> WHAT THE TASK REQUIRES
Rewrite the lines of the material from the one containing "Where can you see the dark" through the end of the material, inclusive, leaving every text line unchanged. Scale each coordinate in the answers by 1.6, rounding to the nearest whole number with halves rounded up.

Point annotation records
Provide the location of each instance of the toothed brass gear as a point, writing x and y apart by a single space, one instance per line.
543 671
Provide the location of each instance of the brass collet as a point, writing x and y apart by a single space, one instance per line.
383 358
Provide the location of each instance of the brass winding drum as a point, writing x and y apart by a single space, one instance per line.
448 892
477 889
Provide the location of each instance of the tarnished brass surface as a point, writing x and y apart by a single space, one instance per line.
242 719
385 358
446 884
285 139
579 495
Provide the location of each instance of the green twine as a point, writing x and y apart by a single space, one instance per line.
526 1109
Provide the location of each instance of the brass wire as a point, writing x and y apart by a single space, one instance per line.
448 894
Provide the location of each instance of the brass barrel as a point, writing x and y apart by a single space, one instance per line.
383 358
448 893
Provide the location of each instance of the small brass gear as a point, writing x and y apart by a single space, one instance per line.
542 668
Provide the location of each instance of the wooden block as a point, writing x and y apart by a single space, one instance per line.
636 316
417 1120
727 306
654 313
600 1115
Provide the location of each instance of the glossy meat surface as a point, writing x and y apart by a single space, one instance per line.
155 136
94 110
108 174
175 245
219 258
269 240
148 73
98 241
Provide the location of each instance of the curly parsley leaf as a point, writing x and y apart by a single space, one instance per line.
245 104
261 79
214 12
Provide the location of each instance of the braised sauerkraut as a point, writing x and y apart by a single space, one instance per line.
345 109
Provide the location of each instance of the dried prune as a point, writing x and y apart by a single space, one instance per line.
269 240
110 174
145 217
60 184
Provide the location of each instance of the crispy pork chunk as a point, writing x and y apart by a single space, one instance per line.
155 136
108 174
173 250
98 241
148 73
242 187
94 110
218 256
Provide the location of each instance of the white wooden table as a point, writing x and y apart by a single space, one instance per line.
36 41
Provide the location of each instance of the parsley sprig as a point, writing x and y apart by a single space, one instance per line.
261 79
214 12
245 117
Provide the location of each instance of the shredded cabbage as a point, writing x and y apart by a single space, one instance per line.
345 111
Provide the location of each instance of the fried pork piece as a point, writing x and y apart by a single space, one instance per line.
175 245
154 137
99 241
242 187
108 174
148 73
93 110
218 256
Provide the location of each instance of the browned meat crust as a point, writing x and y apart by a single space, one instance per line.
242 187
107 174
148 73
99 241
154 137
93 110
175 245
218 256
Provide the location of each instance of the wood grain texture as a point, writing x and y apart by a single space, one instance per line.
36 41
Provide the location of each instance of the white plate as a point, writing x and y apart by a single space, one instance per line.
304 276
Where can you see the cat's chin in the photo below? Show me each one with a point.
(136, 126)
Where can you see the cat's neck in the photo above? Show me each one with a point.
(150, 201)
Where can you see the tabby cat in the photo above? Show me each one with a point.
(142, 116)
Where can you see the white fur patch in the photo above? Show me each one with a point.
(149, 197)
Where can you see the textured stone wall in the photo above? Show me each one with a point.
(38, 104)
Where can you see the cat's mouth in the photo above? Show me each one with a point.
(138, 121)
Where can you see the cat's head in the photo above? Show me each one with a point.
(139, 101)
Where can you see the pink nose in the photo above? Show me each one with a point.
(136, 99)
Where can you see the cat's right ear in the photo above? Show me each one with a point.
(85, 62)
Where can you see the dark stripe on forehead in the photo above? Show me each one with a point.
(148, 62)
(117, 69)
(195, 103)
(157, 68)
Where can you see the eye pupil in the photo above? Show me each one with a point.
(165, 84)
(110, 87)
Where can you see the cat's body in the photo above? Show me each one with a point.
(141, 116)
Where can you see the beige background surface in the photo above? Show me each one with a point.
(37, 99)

> COMPLETE RESPONSE
Where can you see the dark stripe on forehead in the photo above? Show me each one with a point.
(237, 99)
(187, 110)
(312, 165)
(251, 109)
Where can you see the eye pupil in the photo above? Show me each one with a point.
(264, 134)
(176, 139)
Where can you see the cat's body in the photo above? Show me each one with a point.
(226, 186)
Where can you see the beige background surface in the photo above? Show me each one with a point.
(59, 158)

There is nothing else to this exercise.